What is needed ▸ Repeat every entry exactly as given.
Data for analysis START
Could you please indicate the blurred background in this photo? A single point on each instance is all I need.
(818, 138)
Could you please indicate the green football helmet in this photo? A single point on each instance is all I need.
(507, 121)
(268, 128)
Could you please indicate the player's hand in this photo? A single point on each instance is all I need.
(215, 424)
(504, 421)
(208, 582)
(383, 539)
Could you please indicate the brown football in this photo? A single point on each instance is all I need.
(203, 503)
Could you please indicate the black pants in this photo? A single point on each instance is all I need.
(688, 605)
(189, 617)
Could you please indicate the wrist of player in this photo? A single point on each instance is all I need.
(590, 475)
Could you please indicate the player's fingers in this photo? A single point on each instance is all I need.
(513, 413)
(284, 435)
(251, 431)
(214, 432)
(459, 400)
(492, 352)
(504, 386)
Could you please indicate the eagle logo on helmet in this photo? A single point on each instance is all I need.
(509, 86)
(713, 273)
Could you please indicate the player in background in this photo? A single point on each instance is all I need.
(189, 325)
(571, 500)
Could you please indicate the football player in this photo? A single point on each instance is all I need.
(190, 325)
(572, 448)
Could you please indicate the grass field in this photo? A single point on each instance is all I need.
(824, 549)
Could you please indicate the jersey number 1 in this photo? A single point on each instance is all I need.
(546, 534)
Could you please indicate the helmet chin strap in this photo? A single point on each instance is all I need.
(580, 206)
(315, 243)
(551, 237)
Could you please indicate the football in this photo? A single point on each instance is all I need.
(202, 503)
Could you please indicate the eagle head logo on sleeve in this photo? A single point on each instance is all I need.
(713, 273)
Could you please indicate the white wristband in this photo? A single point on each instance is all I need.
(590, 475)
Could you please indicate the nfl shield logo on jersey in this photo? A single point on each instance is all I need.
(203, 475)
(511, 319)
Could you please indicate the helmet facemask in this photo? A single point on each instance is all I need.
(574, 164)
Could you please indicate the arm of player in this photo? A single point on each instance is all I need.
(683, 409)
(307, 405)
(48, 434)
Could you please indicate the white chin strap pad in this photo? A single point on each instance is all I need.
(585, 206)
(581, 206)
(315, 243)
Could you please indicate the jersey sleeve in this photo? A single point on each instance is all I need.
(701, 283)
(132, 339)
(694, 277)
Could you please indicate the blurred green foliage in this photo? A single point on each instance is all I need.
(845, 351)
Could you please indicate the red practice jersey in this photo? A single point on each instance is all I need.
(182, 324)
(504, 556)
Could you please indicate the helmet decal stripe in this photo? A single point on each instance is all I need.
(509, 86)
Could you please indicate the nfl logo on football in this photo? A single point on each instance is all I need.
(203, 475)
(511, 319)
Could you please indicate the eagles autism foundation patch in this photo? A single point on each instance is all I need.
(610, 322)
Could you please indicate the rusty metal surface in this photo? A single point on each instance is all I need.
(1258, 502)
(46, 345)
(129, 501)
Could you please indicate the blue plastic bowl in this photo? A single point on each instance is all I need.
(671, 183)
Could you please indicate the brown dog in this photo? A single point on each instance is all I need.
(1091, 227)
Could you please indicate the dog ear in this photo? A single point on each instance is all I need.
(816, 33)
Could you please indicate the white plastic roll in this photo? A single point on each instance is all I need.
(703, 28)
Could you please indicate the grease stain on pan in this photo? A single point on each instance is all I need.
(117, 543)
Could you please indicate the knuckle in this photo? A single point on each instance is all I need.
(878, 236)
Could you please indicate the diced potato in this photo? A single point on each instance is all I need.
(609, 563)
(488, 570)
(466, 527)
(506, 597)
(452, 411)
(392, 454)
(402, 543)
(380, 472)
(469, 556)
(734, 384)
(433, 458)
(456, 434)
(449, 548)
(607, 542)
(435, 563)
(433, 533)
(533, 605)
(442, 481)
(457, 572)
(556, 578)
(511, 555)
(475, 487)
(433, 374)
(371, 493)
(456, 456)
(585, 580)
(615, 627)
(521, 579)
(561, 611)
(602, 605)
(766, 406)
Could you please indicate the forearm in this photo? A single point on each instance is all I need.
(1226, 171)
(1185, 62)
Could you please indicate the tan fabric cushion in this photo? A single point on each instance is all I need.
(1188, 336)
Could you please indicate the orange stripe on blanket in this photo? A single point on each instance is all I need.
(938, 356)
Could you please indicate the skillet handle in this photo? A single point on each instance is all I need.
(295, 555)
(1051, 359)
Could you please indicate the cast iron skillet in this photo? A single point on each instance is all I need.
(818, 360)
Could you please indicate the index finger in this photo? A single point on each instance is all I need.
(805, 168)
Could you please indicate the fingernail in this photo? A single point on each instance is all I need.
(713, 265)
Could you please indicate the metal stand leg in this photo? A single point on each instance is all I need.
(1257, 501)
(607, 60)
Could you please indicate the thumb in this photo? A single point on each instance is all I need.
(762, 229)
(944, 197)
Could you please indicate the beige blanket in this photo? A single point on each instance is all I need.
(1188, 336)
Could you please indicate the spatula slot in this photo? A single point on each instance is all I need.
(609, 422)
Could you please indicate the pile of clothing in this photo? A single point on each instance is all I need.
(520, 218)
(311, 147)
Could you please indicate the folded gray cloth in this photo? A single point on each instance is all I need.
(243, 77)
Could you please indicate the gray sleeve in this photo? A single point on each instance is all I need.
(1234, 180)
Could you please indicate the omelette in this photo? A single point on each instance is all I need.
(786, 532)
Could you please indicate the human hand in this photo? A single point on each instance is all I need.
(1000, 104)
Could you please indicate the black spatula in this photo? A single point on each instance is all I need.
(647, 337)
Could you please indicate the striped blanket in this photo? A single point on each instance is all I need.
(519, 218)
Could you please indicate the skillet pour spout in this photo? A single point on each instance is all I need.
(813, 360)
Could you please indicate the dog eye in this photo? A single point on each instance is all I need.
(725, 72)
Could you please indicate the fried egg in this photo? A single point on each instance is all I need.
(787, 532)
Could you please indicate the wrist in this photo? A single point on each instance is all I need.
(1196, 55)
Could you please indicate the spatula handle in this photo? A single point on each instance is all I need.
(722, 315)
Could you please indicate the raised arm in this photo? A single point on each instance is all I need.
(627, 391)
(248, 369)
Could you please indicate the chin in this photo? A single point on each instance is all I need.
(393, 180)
Data for analysis END
Reply to the exercise ▸
Could you please indicate the blurred background in this photo? A single point on each instance is all I need.
(818, 138)
Could you please indicate the green football helmet in this photo? A single point on each instance is all I need.
(507, 121)
(268, 128)
Could you please indicate the player's hand in this photo? A single point on each instance is all I need.
(215, 424)
(504, 421)
(208, 582)
(383, 539)
Could you please indicate the brown football in this photo? A single point on each instance is all I need.
(203, 503)
Could you please indicate the black pants in this photo? A single point on each instance is all I need.
(688, 605)
(189, 617)
Could you please indicate the wrist of player in this photo? A single point on each instance is all I need.
(590, 475)
Could you please indicate the player's fingers in this photo? A single point on each instance is all I need.
(513, 413)
(284, 435)
(251, 431)
(214, 432)
(459, 400)
(492, 352)
(504, 386)
Could you please indicate the eagle logo on helmet in this photo? A single point on each instance is all I need.
(509, 86)
(713, 273)
Could you please indicate the player in background in this photo? A single point on each instance is all I need.
(189, 325)
(571, 500)
Could you please indicate the football player in this photo? A single point on each instance is all I need.
(190, 325)
(572, 448)
Could you please indicate the grass field in this photo? A single point on each instance is all I need.
(824, 549)
Could you please indicate the jersey number 1 in this photo? A single point on each instance is all I need.
(546, 534)
Could you please indicate the helmet chin strap in this photo? A single point on each instance is all I need.
(580, 206)
(315, 243)
(551, 237)
Could you please indicate the football in this photo? A single point on each instance is all I need.
(202, 503)
Could you please indicate the eagle head logo on sleeve in this photo? A single point on each instance is all I need.
(713, 273)
Could you please indicate the white wristband in this photo? A single point on each instance is all I need.
(590, 475)
Could you please indicate the nfl shield logo on jersey in this photo? A single point on each instance is all I need.
(203, 475)
(511, 319)
Could you please indicate the helmet facemask in this photo? A single point on each instance is all I need.
(574, 164)
Could you please indicate the arm of player in this photo? A single point on each instance is all I need.
(683, 409)
(307, 405)
(48, 434)
Could you please indicate the white chin strap pad in this photo? A single point on each instance is all I need.
(585, 206)
(581, 206)
(315, 243)
Could you please indicate the jersey sleeve in this photo? A single point on each instance is all I need.
(701, 283)
(132, 339)
(694, 277)
Could you please indicate the blurred green foliage in this photo? A single point on each instance is all I need.
(845, 351)
Could you please indicate the red practice jersey in this photo? A single point on each instance is all I need.
(182, 324)
(504, 556)
Could you please indicate the helmet decal stripe in this photo? A single point on each instance is all I need.
(509, 86)
Could you please indicate the nfl logo on football in this photo? A single point on each instance is all I need.
(203, 475)
(511, 319)
Could you please indicate the eagles autism foundation patch in this photo? A single point on each instance is all I need.
(610, 322)
Could you please indicate the rusty metal surface in this photo? A single point on each instance is all I need.
(1258, 502)
(46, 345)
(129, 501)
Could you please indicate the blue plastic bowl in this photo? A single point on each instance is all I need.
(671, 183)
Could you please indicate the brown dog in this photo? A single point on each instance is all I need.
(1091, 227)
Could you please indicate the dog ear in this photo? A single point on each instance is all I need.
(816, 33)
Could you please indicate the white plastic roll in this photo? A single point on each instance is all I need.
(703, 28)
Could you please indicate the grease stain on pan in this photo? A single point on each instance is all I need.
(117, 543)
Could you please indicate the knuckle in this photo? A single point on each instance is all I need.
(878, 236)
Could you please indicate the diced potato in this photo? A single point on each instance is all I need.
(609, 563)
(488, 570)
(466, 527)
(506, 597)
(452, 411)
(392, 454)
(402, 543)
(380, 472)
(469, 556)
(734, 384)
(433, 458)
(456, 434)
(449, 548)
(607, 542)
(435, 563)
(433, 533)
(533, 605)
(442, 481)
(457, 572)
(556, 578)
(511, 555)
(475, 487)
(433, 374)
(371, 493)
(456, 456)
(585, 580)
(615, 627)
(521, 579)
(561, 611)
(602, 605)
(766, 406)
Could you please indicate the forearm in this photo? A single point on each instance is all I need.
(1226, 171)
(1185, 62)
Could you please indicate the tan fabric cushion in this photo? A single point on each instance is all I need.
(1188, 336)
Could you please indicate the orange stripe on blanket in this photo? A single point on each instance is all I need.
(938, 356)
Could you please indicate the skillet handle in this photo? A single point on each instance is all I need.
(295, 555)
(1051, 359)
Could you please indicate the cast iron skillet in this photo? A single point on each instance is all I need.
(818, 360)
Could you please indicate the index finger in this photo? A single point on each instance is all I need.
(805, 168)
Could you please indicate the fingernail in this photo? A single point on each instance is all I need.
(713, 265)
Could you please indicate the metal stand leg in this photo? A single point on each instance is all I need.
(1257, 501)
(607, 60)
Could you please indicate the thumb in this photo? A single point on each instance is all I need.
(762, 229)
(944, 197)
Could you please indicate the beige blanket in this photo? A single point on each instance is all I need.
(1188, 336)
Could you please indicate the spatula slot in this photo? A single point on each instance is all I need.
(609, 422)
Could you please indicate the pile of clothing in this photo? A single point on each instance is all I need.
(520, 218)
(311, 147)
Could you please indicate the folded gray cloth in this photo? A single point on each instance is all I need.
(243, 77)
Could you please indicate the gray sleeve in this photo? A single point on each instance is all I need.
(1234, 180)
Could you please indicate the omelette in this photo? A single point on each instance is all I need.
(786, 532)
Could you please indicate the human hand in this photo? A single point on each instance is all I need.
(1000, 104)
Could you please indicate the black spatula in this photo? A single point on each instance is all I need.
(647, 337)
Could you please indicate the striped blanket in this photo? A single point on each instance is all I need.
(519, 218)
Could you please indicate the skillet pour spout in this photo? A single point on each instance is all I need.
(813, 360)
Could you please indicate the dog eye in this photo? A single point on each instance is all I need.
(725, 72)
Could you please indicate the fried egg in this photo? A single point on each instance is all I need.
(787, 532)
Could you please indicate the wrist in this photo? A single point on each instance is all I need.
(1196, 55)
Could you please indicate the spatula handle in this photo? A single point on each instance is all I need.
(722, 315)
Could you please indicate the raised arm in this photo? A single point on each instance is all I need.
(627, 391)
(248, 369)
Could you please indicate the chin in this photo? A single point on each instance is all I need.
(393, 180)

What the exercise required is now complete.